**Task to complete:**
Which lines in the records below contain the word "roof"? Copy each of them in full.

**Material provided:**
----------

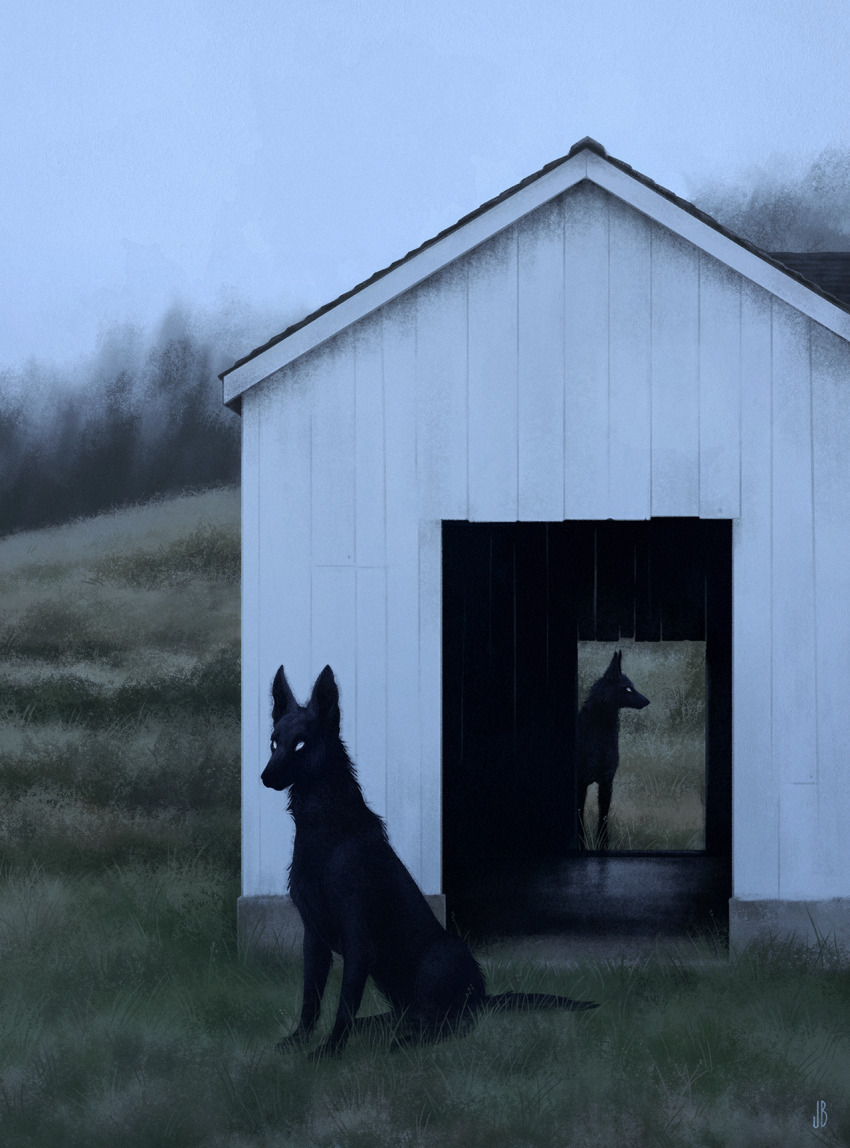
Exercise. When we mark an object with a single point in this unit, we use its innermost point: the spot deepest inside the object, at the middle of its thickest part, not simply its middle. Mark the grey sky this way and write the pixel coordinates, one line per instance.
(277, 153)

----------

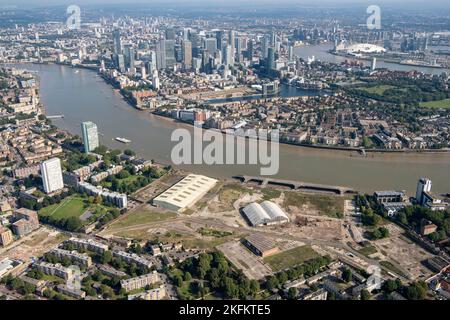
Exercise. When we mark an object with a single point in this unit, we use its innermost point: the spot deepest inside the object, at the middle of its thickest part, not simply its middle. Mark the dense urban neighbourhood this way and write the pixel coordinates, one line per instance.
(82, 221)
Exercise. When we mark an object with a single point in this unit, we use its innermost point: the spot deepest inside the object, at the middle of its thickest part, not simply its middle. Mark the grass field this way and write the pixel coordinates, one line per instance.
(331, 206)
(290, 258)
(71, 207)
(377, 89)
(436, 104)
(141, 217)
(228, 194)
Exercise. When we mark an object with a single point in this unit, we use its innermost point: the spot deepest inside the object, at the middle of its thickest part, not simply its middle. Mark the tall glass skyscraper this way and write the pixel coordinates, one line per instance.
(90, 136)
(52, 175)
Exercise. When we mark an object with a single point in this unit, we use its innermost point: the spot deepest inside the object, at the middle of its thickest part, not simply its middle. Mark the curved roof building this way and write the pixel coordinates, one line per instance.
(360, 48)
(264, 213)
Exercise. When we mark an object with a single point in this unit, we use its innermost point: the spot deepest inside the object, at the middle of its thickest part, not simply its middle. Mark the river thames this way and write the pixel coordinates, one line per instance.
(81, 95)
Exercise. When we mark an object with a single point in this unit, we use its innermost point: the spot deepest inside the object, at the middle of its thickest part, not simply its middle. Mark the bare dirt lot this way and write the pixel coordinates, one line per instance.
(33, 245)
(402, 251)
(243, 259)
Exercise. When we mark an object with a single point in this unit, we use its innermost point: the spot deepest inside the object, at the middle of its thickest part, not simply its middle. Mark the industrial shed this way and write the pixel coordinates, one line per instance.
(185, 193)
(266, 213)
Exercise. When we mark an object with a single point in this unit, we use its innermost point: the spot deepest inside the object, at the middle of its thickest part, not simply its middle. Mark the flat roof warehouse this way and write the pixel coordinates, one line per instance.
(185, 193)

----------

**Solution for this task:**
Exercise. When we mark an object with a single point in this unit, we use its innermost point: the spot deepest inside the object, at the middle of its thickest part, not simply its middle. Mark the curved roof building this way and write the pixel coordinates, one line per instance.
Exercise. When we mark an object with a single point in this unit, we use its innermost point: the spot deepest inside the object, at the middle of its thickest part, not simply its middle. Mark the flat roof warehouse this way and write the pixel coordinates, one line per instance.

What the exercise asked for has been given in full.